**** Data for the task ****

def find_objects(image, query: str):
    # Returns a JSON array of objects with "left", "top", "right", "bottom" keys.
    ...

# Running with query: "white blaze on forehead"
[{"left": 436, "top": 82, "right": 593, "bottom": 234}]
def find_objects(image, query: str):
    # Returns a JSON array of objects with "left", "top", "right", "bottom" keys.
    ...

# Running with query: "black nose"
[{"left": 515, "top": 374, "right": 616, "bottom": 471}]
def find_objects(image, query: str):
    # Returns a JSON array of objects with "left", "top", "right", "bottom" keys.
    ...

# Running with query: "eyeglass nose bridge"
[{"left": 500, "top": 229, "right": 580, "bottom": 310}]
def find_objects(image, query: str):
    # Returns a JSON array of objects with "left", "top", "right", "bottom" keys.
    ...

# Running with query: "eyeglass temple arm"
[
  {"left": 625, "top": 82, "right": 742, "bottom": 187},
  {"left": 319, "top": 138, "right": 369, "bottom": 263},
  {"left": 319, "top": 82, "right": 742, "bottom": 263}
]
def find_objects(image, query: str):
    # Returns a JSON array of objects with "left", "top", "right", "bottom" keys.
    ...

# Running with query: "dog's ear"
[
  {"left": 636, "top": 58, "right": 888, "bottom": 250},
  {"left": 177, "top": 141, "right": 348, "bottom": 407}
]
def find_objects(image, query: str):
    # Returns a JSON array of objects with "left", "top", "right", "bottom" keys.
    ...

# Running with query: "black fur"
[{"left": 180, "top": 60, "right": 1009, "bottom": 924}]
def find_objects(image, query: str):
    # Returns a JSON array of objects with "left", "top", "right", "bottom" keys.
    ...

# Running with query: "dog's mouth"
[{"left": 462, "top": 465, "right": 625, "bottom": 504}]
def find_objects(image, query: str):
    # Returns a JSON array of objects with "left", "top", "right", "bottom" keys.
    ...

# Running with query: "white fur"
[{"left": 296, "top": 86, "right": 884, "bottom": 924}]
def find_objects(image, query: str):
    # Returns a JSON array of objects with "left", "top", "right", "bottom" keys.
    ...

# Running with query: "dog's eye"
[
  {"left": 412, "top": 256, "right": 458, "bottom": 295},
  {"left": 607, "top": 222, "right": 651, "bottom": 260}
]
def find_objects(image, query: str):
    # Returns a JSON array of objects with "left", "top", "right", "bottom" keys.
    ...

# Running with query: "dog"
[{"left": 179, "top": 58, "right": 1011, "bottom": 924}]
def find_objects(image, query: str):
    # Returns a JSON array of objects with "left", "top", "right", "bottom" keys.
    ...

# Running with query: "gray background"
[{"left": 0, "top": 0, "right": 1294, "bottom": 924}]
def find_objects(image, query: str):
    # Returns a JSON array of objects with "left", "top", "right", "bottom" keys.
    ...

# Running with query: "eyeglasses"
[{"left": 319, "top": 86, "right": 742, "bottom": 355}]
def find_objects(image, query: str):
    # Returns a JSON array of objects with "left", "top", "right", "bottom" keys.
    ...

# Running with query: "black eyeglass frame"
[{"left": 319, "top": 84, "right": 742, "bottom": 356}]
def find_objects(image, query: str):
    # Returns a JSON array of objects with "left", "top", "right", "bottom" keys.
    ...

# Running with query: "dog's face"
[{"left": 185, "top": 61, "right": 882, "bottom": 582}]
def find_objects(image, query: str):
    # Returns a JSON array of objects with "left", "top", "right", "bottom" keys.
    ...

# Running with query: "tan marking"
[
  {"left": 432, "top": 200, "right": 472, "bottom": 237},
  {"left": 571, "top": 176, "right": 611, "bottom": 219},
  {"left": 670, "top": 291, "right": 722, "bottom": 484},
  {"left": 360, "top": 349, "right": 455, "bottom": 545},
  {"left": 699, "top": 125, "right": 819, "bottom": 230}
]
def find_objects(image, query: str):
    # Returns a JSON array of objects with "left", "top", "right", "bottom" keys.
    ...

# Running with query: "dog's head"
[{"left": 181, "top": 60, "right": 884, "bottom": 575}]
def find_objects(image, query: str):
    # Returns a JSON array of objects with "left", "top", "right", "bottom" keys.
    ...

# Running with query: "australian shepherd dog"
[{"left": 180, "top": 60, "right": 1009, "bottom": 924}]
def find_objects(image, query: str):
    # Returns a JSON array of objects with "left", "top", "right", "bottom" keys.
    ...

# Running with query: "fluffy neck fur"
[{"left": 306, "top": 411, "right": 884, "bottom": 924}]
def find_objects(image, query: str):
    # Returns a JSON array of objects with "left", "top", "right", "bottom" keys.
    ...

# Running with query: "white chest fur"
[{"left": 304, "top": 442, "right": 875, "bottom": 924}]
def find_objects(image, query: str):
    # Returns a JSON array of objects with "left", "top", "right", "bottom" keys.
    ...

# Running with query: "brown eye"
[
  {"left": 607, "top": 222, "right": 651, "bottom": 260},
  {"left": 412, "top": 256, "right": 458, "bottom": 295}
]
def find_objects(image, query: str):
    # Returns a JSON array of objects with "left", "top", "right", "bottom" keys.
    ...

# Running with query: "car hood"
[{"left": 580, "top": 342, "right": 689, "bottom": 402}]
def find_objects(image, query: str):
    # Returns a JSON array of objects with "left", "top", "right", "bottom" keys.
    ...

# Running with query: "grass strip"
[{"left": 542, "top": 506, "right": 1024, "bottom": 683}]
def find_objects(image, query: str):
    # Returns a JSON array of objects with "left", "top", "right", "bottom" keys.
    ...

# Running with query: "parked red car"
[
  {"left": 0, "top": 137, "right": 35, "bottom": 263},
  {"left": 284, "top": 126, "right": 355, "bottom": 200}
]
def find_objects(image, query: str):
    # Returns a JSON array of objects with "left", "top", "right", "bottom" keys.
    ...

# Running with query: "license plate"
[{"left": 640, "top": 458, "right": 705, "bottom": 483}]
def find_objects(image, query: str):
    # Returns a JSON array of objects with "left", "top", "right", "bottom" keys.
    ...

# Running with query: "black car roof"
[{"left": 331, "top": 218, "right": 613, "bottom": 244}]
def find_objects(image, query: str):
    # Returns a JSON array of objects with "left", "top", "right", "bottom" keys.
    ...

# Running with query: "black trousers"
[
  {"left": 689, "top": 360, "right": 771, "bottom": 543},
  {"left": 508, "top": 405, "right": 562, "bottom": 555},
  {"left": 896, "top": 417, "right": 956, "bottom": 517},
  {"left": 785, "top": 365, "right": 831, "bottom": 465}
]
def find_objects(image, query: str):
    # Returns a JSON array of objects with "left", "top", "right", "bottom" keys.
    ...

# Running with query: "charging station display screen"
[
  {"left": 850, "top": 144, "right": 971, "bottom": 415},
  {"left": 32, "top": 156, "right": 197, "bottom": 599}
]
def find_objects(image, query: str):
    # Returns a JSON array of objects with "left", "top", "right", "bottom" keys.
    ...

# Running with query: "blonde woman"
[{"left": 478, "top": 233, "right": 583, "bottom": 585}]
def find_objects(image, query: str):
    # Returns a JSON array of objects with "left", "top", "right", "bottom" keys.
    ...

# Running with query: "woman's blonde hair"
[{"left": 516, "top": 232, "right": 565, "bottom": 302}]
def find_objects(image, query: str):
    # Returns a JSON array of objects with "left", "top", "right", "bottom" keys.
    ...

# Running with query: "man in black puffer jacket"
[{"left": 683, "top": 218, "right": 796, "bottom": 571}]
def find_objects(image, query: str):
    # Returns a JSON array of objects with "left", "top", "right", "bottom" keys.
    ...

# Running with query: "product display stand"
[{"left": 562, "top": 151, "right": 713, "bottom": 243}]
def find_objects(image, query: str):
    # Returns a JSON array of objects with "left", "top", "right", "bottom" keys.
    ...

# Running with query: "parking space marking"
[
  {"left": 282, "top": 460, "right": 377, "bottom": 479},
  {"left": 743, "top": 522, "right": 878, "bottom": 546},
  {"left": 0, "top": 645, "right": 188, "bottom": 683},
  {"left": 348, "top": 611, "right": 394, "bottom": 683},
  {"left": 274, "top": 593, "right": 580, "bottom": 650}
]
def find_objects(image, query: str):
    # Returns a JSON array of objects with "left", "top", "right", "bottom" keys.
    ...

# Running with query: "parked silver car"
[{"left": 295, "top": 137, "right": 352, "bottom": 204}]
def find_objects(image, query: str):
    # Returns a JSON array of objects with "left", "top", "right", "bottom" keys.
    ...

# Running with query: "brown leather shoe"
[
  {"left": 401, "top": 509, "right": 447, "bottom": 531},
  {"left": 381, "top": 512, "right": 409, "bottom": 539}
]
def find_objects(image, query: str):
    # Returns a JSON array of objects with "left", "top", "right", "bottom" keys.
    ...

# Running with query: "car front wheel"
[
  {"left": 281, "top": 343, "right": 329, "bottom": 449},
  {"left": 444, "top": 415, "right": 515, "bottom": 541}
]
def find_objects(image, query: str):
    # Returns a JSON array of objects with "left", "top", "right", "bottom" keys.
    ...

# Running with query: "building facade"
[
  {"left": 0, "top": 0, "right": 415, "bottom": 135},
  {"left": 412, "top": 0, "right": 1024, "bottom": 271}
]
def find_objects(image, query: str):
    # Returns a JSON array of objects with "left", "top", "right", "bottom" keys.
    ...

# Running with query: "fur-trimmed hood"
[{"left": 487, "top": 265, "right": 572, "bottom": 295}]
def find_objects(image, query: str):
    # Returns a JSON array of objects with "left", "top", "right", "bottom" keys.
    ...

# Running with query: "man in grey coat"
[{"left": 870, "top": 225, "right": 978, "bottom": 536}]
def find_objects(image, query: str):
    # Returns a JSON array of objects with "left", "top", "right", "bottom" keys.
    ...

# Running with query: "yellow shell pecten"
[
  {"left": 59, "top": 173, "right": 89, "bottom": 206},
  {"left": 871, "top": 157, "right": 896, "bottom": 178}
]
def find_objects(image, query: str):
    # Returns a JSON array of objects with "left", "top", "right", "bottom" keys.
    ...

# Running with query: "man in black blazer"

****

Return every line of the listing that contains the string "hood". Letter case must match.

# Running with query: "car hood"
# Running with query: "fur-trimmed hood"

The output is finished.